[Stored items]
== Segment start ==
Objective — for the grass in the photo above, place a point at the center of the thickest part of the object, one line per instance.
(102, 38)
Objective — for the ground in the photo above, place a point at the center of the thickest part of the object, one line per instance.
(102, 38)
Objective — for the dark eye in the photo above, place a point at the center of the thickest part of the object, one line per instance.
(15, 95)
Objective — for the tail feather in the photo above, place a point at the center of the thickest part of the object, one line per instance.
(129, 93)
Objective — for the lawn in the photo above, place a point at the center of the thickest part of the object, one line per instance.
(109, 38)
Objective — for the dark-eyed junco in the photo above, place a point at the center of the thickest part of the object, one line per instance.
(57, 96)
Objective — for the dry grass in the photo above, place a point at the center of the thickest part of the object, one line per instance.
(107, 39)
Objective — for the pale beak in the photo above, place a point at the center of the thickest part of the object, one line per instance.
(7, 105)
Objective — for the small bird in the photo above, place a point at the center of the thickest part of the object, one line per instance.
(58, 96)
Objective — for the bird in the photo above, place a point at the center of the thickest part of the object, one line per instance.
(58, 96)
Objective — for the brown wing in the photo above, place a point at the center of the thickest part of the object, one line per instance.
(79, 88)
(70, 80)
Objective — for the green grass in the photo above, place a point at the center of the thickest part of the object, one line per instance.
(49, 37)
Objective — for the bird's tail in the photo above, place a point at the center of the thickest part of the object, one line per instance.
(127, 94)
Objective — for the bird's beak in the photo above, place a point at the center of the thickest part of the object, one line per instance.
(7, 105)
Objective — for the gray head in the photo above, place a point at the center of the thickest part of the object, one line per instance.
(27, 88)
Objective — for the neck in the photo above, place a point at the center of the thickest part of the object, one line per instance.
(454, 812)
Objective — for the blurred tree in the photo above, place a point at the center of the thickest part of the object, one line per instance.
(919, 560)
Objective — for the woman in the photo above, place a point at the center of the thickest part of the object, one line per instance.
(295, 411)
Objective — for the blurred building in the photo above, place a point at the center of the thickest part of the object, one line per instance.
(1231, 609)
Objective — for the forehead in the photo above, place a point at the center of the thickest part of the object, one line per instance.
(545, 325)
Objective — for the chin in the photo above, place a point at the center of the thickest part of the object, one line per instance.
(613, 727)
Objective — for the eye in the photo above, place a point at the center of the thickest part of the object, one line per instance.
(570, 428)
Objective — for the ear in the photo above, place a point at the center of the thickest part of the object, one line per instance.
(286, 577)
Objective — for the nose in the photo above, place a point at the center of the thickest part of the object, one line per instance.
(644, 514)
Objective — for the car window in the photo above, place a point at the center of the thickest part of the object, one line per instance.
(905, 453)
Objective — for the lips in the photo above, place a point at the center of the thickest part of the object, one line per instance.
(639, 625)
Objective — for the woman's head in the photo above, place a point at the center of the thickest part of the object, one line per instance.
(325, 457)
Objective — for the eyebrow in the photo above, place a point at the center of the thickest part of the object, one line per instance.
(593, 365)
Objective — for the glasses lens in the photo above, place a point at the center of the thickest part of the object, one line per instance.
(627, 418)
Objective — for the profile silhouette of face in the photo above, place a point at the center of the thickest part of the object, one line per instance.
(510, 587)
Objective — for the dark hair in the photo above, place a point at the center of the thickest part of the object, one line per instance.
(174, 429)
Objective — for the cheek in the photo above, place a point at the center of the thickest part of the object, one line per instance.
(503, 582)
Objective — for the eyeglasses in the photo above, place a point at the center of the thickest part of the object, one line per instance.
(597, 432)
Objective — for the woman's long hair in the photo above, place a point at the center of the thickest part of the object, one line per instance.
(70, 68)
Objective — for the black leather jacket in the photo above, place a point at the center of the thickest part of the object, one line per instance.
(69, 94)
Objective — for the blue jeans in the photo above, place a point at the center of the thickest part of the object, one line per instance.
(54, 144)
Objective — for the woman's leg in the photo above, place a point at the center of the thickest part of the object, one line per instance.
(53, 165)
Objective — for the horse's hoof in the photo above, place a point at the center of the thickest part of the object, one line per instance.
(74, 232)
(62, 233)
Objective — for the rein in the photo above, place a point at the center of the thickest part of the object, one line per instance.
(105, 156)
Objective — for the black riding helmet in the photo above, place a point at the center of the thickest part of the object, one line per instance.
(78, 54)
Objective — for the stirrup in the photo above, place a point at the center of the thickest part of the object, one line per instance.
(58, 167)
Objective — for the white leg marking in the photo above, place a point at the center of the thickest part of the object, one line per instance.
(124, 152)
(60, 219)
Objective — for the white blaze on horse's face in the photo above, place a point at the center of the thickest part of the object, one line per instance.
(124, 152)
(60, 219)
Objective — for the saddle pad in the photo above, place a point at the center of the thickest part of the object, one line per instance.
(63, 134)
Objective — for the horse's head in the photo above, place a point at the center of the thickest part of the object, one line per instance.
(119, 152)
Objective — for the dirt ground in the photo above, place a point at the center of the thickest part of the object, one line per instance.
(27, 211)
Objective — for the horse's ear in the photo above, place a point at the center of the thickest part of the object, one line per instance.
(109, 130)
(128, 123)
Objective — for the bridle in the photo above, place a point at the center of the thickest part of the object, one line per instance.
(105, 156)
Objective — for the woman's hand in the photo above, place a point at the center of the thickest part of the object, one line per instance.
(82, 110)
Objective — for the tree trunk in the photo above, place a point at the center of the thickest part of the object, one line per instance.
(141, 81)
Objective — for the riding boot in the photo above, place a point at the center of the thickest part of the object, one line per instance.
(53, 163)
== Segment end ==
Give all the lines above again, exactly.

Objective — for the grass in the photo above, place a point at the center of the thickest part of the object, one line per instance.
(102, 38)
Objective — for the ground in the photo above, place a point at the center of the thickest part of the object, one line per instance.
(102, 38)
Objective — for the dark eye in the photo above, place a point at the center of the thickest part of the object, one line per instance.
(15, 95)
Objective — for the tail feather in the photo above, place a point at the center of the thickest part of the object, one line per instance.
(129, 93)
Objective — for the lawn in the photo above, place a point at the center of the thickest part of the object, one line per instance.
(109, 38)
Objective — for the dark-eyed junco in the photo above, place a point at the center of the thickest part of the object, one line per instance.
(57, 96)
Objective — for the dry grass in the photo above, place a point at the center of the thickest part of the object, one line per instance.
(107, 39)
Objective — for the pale beak in the photo above, place a point at the center of the thickest part of the object, one line per instance.
(7, 105)
Objective — for the small bird in the photo above, place a point at the center of the thickest part of the object, one line per instance.
(58, 96)
Objective — for the bird in the photo above, place a point at the center of the thickest part of the object, one line per instance.
(58, 96)
Objective — for the brown wing in the photo above, place a point at the center of the thickest part of the object, one line per instance.
(79, 88)
(70, 80)
Objective — for the green grass in the photo above, place a point at the center of the thickest part of the object, one line per instance.
(49, 37)
Objective — for the bird's tail in the photo above, place a point at the center of the thickest part of the object, one line per instance.
(127, 94)
Objective — for the bird's beak in the photo above, place a point at the center of the thickest part of the object, one line per instance.
(7, 105)
Objective — for the gray head in the photo above, place a point at the center of the thickest part of the object, one line per instance.
(27, 88)
Objective — for the neck in the photo above, place a point at the center of the thickest part of the object, one line per instance.
(454, 812)
Objective — for the blurred tree in the photo above, place a point at the center of the thickest part of the object, one line per instance.
(919, 560)
Objective — for the woman in the photo above, place a point at the center of the thickest part of the object, one line per instance.
(295, 411)
Objective — for the blurred building in the photo above, place a point at the center of the thickest part of the object, one line per instance.
(1231, 609)
Objective — for the forehead in the photo above, place a point at the center of the thickest part of the object, one line per instance.
(545, 325)
Objective — for the chin in the photo above, place a point at the center of the thickest part of the object, one line per instance.
(613, 727)
Objective — for the eye in the photo above, place a point at the center of the thickest part of the object, one line per instance.
(570, 428)
Objective — for the ear in the photo above, place a point at the center of the thickest part of the object, one line per instance.
(286, 577)
Objective — for the nose in the photo above, place a point at the center of the thickest part of the object, one line per instance.
(644, 514)
Objective — for the car window in the photo above, place a point at the center of the thickest part of the object, one line per instance.
(905, 453)
Objective — for the lips in the photo above, place a point at the center of the thickest part of the object, one line per instance.
(639, 625)
Objective — for the woman's head in the photo above, place a point at the center of the thickest part of the object, one line per instance.
(325, 457)
Objective — for the eyebrow in the photo above, place a point at the center of the thickest part of the object, one line per instance.
(593, 365)
Objective — for the glasses lens in the photo above, place a point at the center of the thickest part of the object, one line per instance.
(627, 418)
Objective — for the profile silhouette of face in the photo above, place a point at the center of the thickest part of the object, one line per instance.
(510, 587)
Objective — for the dark hair in the photo above, place a point at the center of the thickest part of the object, one line per instance.
(174, 429)
Objective — for the cheek in the photo above, place a point at the center of the thickest part of the object, one line per instance.
(503, 582)
Objective — for the eyeglasses in the photo above, place a point at the center of the thickest part of the object, one line per instance.
(597, 432)
Objective — for the woman's long hair in the photo above, place a point at the center of the thickest part of the object, one line per instance.
(70, 68)
Objective — for the black leather jacket in the photo above, place a point at the center of the thickest part of the object, one line per instance.
(69, 94)
Objective — for the blue jeans in the photo above, place a point at the center of the thickest part of the object, one line per instance.
(54, 144)
Objective — for the woman's leg in the photo above, place a point at the center of the thickest part of the object, one line per instance.
(53, 165)
Objective — for the horse's hoof in the photo above, place a point at the center of the thickest part of the object, one line per instance.
(74, 232)
(62, 233)
Objective — for the rein in the photo above, place a point at the center of the thickest part of the object, one line per instance.
(105, 156)
Objective — for the black riding helmet in the photo above, place a point at the center of the thickest part of the object, one line per instance.
(78, 54)
Objective — for the stirrup in the photo above, place a point at the center of the thickest part of the object, one line per instance.
(58, 167)
Objective — for the white leg marking in the photo above, place a point at the center of the thickest part of the object, one line per instance.
(124, 152)
(60, 219)
Objective — for the white blaze on horse's face in the photo above, place a point at the center of the thickest part of the object, one line per instance.
(124, 152)
(60, 219)
Objective — for the saddle pad in the photo above, place a point at the center of the thickest part of the object, one line per instance.
(63, 134)
Objective — for the horse's head in the photo above, place a point at the center of the thickest part of the object, one line per instance.
(119, 152)
Objective — for the dirt ground in the photo above, place a point at the center of the thickest part of the object, one line per instance.
(27, 211)
Objective — for the horse's ear in the photo above, place a point at the center of the thickest part of the object, one line per instance.
(109, 130)
(128, 123)
Objective — for the bridle in the photo above, place a point at the center of the thickest part of the object, one line per instance.
(105, 156)
Objective — for the woman's hand in the photo above, place a point at the center of the thickest part of the object, one line per instance.
(82, 110)
Objective — for the tree trunk in the photo above, place a point at the center of the thickest part of the object, one line per instance.
(141, 81)
Objective — for the riding boot in the photo above, place a point at the center of the thickest part of the object, one line per instance.
(53, 163)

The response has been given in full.